→ **Short task**: Every record should be repeated exactly, except that pictures are left out.
## begin
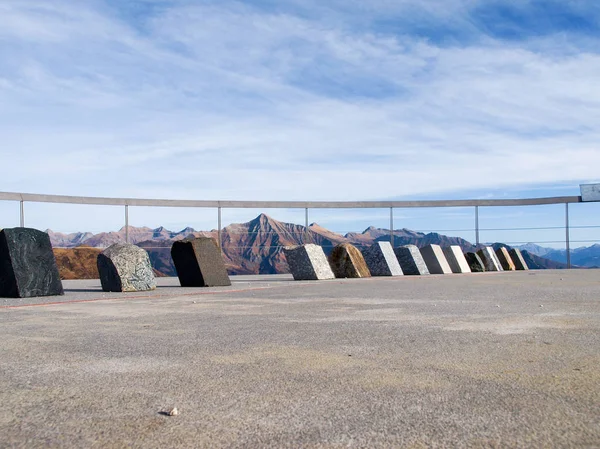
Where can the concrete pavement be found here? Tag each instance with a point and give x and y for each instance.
(477, 360)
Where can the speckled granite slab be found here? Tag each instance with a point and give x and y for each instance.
(435, 259)
(411, 261)
(308, 262)
(27, 264)
(518, 260)
(505, 259)
(456, 259)
(199, 263)
(489, 259)
(475, 263)
(125, 268)
(381, 260)
(347, 262)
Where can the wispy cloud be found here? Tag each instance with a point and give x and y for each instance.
(297, 100)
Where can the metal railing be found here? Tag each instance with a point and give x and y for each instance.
(22, 198)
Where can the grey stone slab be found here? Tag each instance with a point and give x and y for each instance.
(348, 262)
(27, 264)
(381, 260)
(489, 259)
(308, 262)
(411, 261)
(199, 263)
(475, 263)
(505, 259)
(125, 268)
(518, 259)
(435, 259)
(456, 259)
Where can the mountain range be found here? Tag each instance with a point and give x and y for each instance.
(253, 247)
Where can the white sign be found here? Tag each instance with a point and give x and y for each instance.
(590, 192)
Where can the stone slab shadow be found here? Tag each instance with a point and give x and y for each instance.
(518, 259)
(505, 259)
(456, 259)
(348, 262)
(411, 261)
(27, 264)
(435, 259)
(308, 262)
(475, 263)
(199, 263)
(124, 267)
(381, 260)
(489, 259)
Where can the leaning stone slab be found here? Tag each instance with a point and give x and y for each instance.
(348, 262)
(381, 260)
(518, 260)
(411, 261)
(435, 259)
(475, 263)
(505, 259)
(489, 259)
(456, 259)
(199, 263)
(497, 260)
(27, 264)
(308, 262)
(125, 268)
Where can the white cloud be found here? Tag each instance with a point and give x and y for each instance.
(225, 101)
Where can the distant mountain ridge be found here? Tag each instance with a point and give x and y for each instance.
(256, 246)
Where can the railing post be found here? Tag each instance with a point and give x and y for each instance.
(567, 237)
(477, 225)
(126, 223)
(392, 226)
(306, 225)
(22, 214)
(219, 228)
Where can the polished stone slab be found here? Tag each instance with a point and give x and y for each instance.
(456, 259)
(489, 259)
(411, 261)
(505, 259)
(27, 264)
(348, 262)
(475, 263)
(518, 259)
(308, 262)
(124, 267)
(435, 259)
(381, 260)
(199, 263)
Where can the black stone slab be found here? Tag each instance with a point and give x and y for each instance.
(199, 263)
(475, 262)
(411, 261)
(27, 264)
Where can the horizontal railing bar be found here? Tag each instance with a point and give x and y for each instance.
(63, 199)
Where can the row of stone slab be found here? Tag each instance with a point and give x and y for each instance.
(28, 266)
(308, 262)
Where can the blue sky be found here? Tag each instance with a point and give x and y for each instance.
(299, 100)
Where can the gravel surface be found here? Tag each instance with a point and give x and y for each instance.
## end
→ **Full output**:
Where can the concrete pavement be found here? Tag each instance with a point and give x and y for each instance.
(477, 360)
Where can the speckled granite slab be found here? Tag each instance with a point and give x and y for each instance.
(435, 259)
(411, 261)
(308, 262)
(27, 264)
(518, 260)
(505, 259)
(456, 259)
(199, 263)
(489, 259)
(475, 263)
(125, 268)
(381, 260)
(347, 262)
Where can the wispy cloud be found here? Tag each instance with a point and give x and y for each instance.
(297, 100)
Where can the metal railing be found here? Tag each instance with a point and give x and y for each instance.
(22, 198)
Where can the grey stone slab be found here? Tag each instance with a point and give x and y for each instance.
(348, 262)
(27, 264)
(381, 260)
(489, 259)
(308, 262)
(411, 261)
(199, 263)
(475, 263)
(505, 259)
(125, 268)
(518, 259)
(435, 259)
(456, 259)
Where can the mountain range be found here? Tag each instance with a point and give x and y for each instance.
(253, 247)
Where can the white sign be found here? Tag each instance with a point and give x and y for each instance.
(590, 192)
Where can the stone slab shadow be found here? Tag each instance with a point and give x and y for each instance.
(518, 259)
(505, 259)
(456, 259)
(348, 262)
(411, 261)
(27, 264)
(435, 259)
(308, 262)
(475, 263)
(199, 263)
(124, 267)
(381, 260)
(489, 259)
Where can the leaning stone slab be found here? Tag each instance with a point and give x and y for each instance.
(348, 262)
(381, 260)
(518, 260)
(411, 261)
(435, 259)
(475, 263)
(505, 259)
(489, 259)
(456, 259)
(199, 263)
(497, 260)
(27, 264)
(308, 262)
(125, 268)
Where can the white cloud be found here? Tag each instance with a point and give x and y for each instance.
(225, 101)
Where can the distant mountain ridge be found here? Tag each instance with a point and give x and y for each instance.
(256, 246)
Where can the railing post be found here? Tag each instance with a point and give x and y for each instance.
(567, 237)
(477, 225)
(126, 223)
(392, 226)
(306, 225)
(22, 214)
(219, 228)
Where can the polished stone slab be found here? Tag each instance with a point and give x and y for each instance.
(456, 259)
(489, 259)
(411, 261)
(505, 259)
(27, 264)
(348, 262)
(475, 263)
(518, 259)
(308, 262)
(124, 267)
(435, 259)
(381, 260)
(199, 263)
Where can the black stone slab be found here? Tag each instance with a point and give x and y for each instance.
(199, 263)
(475, 262)
(411, 261)
(27, 264)
Where can the horizontal railing bar be found here? Tag each instance with a point and give x and y for each instance.
(63, 199)
Where can the row of stone slab be found here? Tag each instance with a point and give x and y for each instance.
(28, 266)
(308, 262)
Where can the blue sky be found here? Tag each instance with a point and give x and y for each instance.
(299, 100)
Where can the gravel surface be found here? Tag each instance with a point and give x and y for each instance.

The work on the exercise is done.